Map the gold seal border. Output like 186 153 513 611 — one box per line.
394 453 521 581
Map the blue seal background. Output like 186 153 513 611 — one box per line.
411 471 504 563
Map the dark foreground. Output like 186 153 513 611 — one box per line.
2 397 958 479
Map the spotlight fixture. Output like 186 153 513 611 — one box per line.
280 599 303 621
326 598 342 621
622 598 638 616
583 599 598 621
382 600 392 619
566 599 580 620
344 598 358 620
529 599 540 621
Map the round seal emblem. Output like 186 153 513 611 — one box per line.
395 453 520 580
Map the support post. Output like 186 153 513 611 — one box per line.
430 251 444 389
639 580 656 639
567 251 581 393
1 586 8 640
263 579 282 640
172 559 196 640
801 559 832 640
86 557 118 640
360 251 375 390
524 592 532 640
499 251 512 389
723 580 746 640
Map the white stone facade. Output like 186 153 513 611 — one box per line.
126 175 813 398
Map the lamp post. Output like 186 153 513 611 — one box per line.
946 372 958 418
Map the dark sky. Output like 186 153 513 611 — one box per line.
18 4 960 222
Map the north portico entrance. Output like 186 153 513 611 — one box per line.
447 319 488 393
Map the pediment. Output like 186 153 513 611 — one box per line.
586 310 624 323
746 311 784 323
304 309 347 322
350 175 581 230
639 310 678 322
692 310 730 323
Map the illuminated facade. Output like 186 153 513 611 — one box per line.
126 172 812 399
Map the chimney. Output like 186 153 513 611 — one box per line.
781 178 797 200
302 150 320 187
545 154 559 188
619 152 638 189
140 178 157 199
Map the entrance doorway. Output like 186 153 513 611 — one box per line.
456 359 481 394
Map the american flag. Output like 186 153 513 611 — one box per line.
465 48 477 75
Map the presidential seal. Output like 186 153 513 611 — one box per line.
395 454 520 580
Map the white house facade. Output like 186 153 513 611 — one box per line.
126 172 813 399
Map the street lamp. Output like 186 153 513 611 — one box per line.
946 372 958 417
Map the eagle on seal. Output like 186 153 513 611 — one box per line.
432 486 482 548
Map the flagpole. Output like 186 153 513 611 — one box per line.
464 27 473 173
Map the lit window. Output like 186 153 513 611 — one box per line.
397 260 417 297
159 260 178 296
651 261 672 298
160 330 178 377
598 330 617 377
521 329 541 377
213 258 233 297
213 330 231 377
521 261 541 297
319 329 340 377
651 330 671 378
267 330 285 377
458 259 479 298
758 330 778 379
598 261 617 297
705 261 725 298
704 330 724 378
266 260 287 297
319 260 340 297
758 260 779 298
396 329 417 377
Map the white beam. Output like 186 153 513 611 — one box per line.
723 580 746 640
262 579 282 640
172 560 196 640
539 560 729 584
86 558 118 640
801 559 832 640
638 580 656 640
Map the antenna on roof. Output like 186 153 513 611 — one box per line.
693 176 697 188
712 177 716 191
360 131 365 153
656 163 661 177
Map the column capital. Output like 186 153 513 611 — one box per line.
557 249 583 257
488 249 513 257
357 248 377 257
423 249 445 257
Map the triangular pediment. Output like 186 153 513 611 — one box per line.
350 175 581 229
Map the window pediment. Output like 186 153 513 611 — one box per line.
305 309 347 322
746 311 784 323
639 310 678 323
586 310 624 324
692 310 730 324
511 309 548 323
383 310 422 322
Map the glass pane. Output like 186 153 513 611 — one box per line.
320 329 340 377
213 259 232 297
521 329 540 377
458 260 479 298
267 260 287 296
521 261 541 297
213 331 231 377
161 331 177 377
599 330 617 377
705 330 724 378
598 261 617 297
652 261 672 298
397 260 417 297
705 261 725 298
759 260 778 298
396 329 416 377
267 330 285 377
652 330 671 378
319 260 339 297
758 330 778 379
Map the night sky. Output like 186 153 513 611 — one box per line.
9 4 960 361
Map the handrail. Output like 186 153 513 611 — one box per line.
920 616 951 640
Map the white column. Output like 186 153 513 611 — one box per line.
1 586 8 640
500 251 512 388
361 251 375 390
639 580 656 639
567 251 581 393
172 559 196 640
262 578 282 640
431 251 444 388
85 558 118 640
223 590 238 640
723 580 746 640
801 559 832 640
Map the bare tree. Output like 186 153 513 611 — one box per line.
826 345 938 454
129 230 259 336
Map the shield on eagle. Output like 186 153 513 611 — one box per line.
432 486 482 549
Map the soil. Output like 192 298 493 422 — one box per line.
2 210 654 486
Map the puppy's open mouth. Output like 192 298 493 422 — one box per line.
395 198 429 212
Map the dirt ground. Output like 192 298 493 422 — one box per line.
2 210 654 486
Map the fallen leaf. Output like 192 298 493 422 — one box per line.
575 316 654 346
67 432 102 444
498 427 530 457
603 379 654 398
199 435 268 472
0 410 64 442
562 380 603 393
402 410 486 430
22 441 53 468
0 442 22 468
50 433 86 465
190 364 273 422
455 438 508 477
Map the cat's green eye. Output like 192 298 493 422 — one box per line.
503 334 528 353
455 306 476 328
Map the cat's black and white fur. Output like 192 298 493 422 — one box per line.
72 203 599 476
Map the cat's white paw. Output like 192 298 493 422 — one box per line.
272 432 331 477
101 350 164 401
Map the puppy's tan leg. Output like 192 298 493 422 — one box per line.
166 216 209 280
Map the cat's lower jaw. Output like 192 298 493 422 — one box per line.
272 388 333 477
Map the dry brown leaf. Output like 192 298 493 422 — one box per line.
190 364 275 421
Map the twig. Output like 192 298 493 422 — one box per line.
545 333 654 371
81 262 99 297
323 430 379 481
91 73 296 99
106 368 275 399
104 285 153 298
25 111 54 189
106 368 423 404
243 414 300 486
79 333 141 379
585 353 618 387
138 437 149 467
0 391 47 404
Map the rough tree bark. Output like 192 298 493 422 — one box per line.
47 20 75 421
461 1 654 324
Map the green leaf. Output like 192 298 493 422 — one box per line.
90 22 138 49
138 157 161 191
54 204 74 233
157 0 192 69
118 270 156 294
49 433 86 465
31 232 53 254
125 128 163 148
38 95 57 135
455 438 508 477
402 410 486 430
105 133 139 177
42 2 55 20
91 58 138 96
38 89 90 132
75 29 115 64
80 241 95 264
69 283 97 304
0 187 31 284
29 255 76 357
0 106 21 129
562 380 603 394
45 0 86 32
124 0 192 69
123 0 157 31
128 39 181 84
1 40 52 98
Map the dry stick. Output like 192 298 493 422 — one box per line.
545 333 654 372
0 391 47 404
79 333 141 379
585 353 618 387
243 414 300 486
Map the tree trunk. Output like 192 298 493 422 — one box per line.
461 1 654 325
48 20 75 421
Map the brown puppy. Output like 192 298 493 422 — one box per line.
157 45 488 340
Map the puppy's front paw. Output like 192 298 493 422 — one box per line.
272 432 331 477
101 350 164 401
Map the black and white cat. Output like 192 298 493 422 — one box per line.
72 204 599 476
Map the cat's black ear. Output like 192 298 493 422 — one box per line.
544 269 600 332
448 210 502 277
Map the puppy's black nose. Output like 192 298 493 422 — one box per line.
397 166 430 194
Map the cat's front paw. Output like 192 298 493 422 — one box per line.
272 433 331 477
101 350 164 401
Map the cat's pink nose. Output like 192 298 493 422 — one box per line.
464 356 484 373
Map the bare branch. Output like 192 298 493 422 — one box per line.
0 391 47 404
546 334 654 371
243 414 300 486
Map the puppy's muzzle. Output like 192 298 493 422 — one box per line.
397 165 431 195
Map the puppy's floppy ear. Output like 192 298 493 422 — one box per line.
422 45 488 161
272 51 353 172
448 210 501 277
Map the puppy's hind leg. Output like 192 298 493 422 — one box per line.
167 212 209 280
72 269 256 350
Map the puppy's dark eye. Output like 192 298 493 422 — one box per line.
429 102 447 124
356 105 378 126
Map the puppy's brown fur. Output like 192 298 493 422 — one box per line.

..........

#### Prompt
Everything in the listing needs to be duplicated exactly, line for line.

#### Solved problem
Map the gold seal border. Output like 186 153 513 611 — one box per line.
394 453 521 581
Map the blue seal background. Output like 186 153 513 611 — one box per line.
411 471 504 563
Map the dark foreground. Output like 186 153 513 611 — one box per line.
2 397 958 479
Map the spotlight fixture. Output like 186 153 513 611 — one box per line.
280 599 303 621
326 598 342 621
622 598 638 616
583 599 598 621
382 600 392 619
566 599 580 620
344 598 358 620
529 599 540 621
Map the round seal emblem. Output like 186 153 513 611 — one box per line.
395 453 520 580
Map the support post. Output like 186 153 513 611 — one box per line.
430 251 444 389
639 580 656 639
567 251 581 393
1 586 8 640
263 579 282 640
172 559 196 640
801 559 832 640
86 557 118 640
360 251 375 390
524 592 532 640
499 251 512 389
723 580 746 640
Map the white stone facade. Output like 186 153 513 611 — one box per line.
126 175 813 398
Map the lamp post. Output like 186 153 513 611 — one box per line.
946 372 958 418
Map the dark sky. Output like 186 153 513 611 — one box per line.
18 4 960 222
Map the north portico entrance. Output like 186 153 513 611 — one box per line.
447 319 488 393
Map the pediment. Output like 186 153 513 611 — one box per line.
586 310 624 323
746 311 784 323
304 309 347 322
350 175 581 230
639 310 678 322
692 310 730 323
Map the illuminated facade. Output like 186 153 513 611 — one box per line.
126 172 812 399
Map the chimney. Output like 186 153 513 611 — one box per line.
781 178 797 200
302 150 320 187
545 154 559 188
619 152 638 189
140 178 157 199
Map the entrance doorway. Output like 186 153 513 611 — one box per line.
456 359 481 394
Map the american flag. Output like 186 153 513 611 — one box per line.
465 48 477 75
Map the presidential seal. Output like 186 153 513 611 — one box per line.
395 454 520 580
Map the white house facade. Output like 186 153 513 611 — one box per line.
126 172 813 399
Map the street lamp. Output like 186 153 513 611 — one box per line.
946 372 958 417
Map the eagle on seal. Output like 186 153 513 611 — one box per line.
432 486 482 548
Map the flagpole. Output like 186 153 513 611 — one box per line.
464 27 473 173
Map the lit window. Output like 186 153 513 611 — one box per line.
397 260 417 297
159 260 178 296
651 261 672 298
160 330 178 377
598 330 617 377
521 329 541 377
213 258 233 297
213 330 231 377
521 261 541 297
319 329 340 377
651 330 671 378
267 330 285 377
458 259 479 298
758 330 778 379
598 261 617 297
705 261 725 298
704 330 724 378
266 260 287 297
319 260 340 297
758 260 779 298
396 329 417 377
Map the white beam. Output like 186 153 513 611 — one box per line.
723 580 746 640
262 579 282 640
172 560 196 640
539 560 729 584
86 558 118 640
801 559 832 640
638 580 656 640
Map the antenna on roof. Output like 186 153 513 611 — one box per line.
693 176 697 188
712 177 716 191
360 131 365 153
656 163 661 177
Map the column capital. Output like 186 153 513 611 — one box per line.
557 249 583 257
488 249 513 257
357 248 377 257
423 249 445 257
Map the triangular pediment. Output like 186 153 513 611 — one box per line.
350 175 581 229
Map the window pediment. Output like 186 153 513 611 — one box per line.
305 309 347 322
746 311 784 323
639 310 678 323
586 310 624 324
692 310 730 324
511 309 548 323
383 310 422 322
Map the glass pane. Output like 186 153 513 611 — one box per line.
320 329 340 377
213 259 232 297
521 329 540 377
458 260 479 298
267 260 287 296
521 261 541 297
213 331 231 377
161 331 177 377
599 330 617 377
705 330 724 378
598 261 617 297
652 261 672 298
397 260 417 297
705 261 725 298
759 260 778 298
396 329 416 377
267 330 285 377
652 330 671 378
319 260 339 297
758 330 778 379
Map the night sky. Output like 186 153 513 611 — one box per line.
9 4 960 361
Map the handrail. Output like 186 153 513 611 — one box per line.
920 616 951 640
Map the white column. Output like 186 153 513 611 — one box per line.
1 586 8 640
500 251 512 388
361 251 375 390
639 580 656 639
567 251 581 393
172 559 196 640
262 578 282 640
431 251 444 388
85 558 118 640
223 590 238 640
723 580 746 640
801 559 832 640
Map the bare tree. Output like 186 153 513 611 — one box per line.
826 345 938 454
129 230 259 336
Map the shield on eagle. Output like 186 153 513 611 — one box per line.
432 486 482 549
Map the soil. Output like 192 298 493 422 — one box per line.
2 210 654 486
Map the puppy's open mouth. Output like 192 298 493 422 — one box per line.
395 198 429 212
Map the dirt ground. Output like 192 298 493 422 — one box per line.
2 210 654 486
Map the fallen leaf. Output like 192 298 493 422 — one box per line.
575 316 654 346
67 432 102 444
498 427 530 457
603 379 654 398
199 435 268 472
0 410 64 442
562 380 603 393
402 410 486 430
22 441 53 468
0 442 22 468
50 433 86 465
190 364 273 422
455 438 508 477
Map the cat's green eye. Output like 192 298 493 422 — one box per line.
503 334 528 353
455 306 476 328
Map the cat's black and white fur. Output like 192 298 493 422 — one box per line.
72 203 599 476
Map the cat's white paw. Output like 192 298 493 422 — one box per line.
272 432 331 477
101 350 164 401
Map the puppy's tan leg. Output like 192 298 493 422 — one box per line.
166 216 209 280
Map the cat's lower jaw. Output like 192 298 493 422 — one box per line.
272 388 333 477
Map the dry brown leaf. Output like 192 298 493 422 — one box per line.
190 364 275 421
Map the twig. Output like 192 298 493 422 — one box per line.
545 333 654 371
81 262 99 297
323 430 379 481
91 73 296 99
106 368 275 399
104 285 153 298
25 111 54 189
106 368 423 404
243 414 300 486
79 333 141 379
585 353 618 387
138 437 149 467
0 391 47 404
Map the rough tree bark. Output like 192 298 493 422 — one box per line.
47 20 75 421
461 1 654 324
Map the green leaf. Output like 192 298 493 422 — one box per line.
90 22 138 49
138 157 161 191
54 204 74 233
157 0 192 69
118 270 156 294
49 433 86 465
31 232 53 254
125 128 163 148
38 95 57 135
455 438 508 477
402 410 486 430
105 133 139 177
42 2 55 20
91 58 138 96
38 89 90 132
75 29 115 64
80 241 95 264
69 283 97 304
0 187 31 284
29 255 76 357
0 106 21 129
562 380 603 394
45 0 86 32
124 0 192 69
123 0 157 31
128 39 181 84
1 40 52 98
Map the dry stick. Output like 192 298 493 422 — one box per line.
545 333 654 372
0 391 47 404
79 333 141 379
585 353 618 387
243 414 300 486
Map the tree trunk. Output like 192 298 493 422 — one box per line.
461 1 654 325
48 20 75 421
Map the brown puppy. Output like 192 298 493 422 — one box per line.
157 45 488 340
Map the puppy's front paw. Output like 192 298 493 422 — one box per line.
272 432 331 477
101 350 164 401
Map the black and white cat. Output like 192 298 493 422 — one box per line.
72 204 599 476
Map the cat's black ear. Output like 192 298 493 422 — one box per line.
544 269 600 332
448 210 502 277
Map the puppy's black nose. Output like 192 298 493 422 — one box per line.
397 166 430 194
Map the cat's front paw. Output like 192 298 493 422 — one box per line.
272 433 331 477
101 350 164 401
Map the cat's pink nose. Output like 192 298 493 422 — one box per line.
464 356 484 373
Map the bare branch. Output like 192 298 493 422 — one box per line.
0 391 47 404
546 334 654 371
243 414 300 486
Map the puppy's muzzle. Output like 192 298 493 422 — one box per line.
397 165 431 195
Map the puppy's floppy ear. Output like 192 298 493 422 — one box per line.
422 45 488 161
272 51 353 172
448 210 501 277
Map the puppy's hind leg. Output like 192 298 493 422 — one box per line.
167 212 209 280
72 269 256 350
Map the puppy's dark eye. Output like 192 298 493 422 — one box per line.
429 102 447 124
356 105 378 126
Map the puppy's brown fur. Output like 192 298 493 422 — one box per line.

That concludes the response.